- [THE EXERCISE]
Output the lines of the listing below as a JSON list of strings, one string per line and with blank lines omitted. Begin at the line that contains "Locate each instance of the tall narrow" and continue through the end of the listing.

====

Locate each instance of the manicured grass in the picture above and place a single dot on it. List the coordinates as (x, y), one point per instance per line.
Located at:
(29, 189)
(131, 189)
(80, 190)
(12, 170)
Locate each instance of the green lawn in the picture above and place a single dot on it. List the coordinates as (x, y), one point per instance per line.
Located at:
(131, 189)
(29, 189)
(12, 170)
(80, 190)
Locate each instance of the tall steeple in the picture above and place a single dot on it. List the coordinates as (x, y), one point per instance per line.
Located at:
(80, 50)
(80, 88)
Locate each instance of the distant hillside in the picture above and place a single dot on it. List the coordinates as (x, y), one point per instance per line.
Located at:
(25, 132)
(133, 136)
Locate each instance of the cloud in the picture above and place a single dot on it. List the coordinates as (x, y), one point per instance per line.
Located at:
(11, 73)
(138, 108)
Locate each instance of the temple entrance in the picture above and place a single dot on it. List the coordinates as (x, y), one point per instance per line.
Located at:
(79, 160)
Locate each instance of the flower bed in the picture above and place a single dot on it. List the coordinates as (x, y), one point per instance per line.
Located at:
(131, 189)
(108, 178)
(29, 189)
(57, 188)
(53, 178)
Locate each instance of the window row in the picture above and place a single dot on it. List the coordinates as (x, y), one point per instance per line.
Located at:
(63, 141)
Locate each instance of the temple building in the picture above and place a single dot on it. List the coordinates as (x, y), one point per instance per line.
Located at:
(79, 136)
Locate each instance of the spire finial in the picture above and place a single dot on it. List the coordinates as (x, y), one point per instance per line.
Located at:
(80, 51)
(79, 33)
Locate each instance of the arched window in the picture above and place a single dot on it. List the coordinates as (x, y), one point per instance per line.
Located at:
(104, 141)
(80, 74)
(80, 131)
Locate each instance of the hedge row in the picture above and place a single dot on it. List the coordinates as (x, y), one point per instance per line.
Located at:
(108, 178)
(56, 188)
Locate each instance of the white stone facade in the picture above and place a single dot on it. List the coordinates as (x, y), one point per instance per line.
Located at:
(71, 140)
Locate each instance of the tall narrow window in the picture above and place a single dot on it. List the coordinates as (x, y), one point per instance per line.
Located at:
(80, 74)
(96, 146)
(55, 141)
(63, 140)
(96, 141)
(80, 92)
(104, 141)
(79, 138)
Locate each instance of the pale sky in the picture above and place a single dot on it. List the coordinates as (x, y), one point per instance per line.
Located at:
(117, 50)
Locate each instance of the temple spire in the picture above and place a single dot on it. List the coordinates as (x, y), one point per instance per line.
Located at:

====

- [TASK OUTPUT]
[
  "Locate each instance of the tall narrow window in the picture above and place a single dot on it. List the coordinates as (x, y), one point per instance per line.",
  "Located at:",
  "(80, 74)",
  "(96, 146)",
  "(55, 141)",
  "(63, 140)",
  "(96, 141)",
  "(80, 92)",
  "(104, 141)",
  "(79, 138)",
  "Locate each instance of the pale sky in the picture above and place a single dot on it. List the coordinates as (x, y), one point per instance per line.",
  "Located at:",
  "(117, 50)",
  "Locate each instance of the temple spire in the picture above and place a single dot on it. List the coordinates as (x, y), one point per instance per line.",
  "Located at:"
]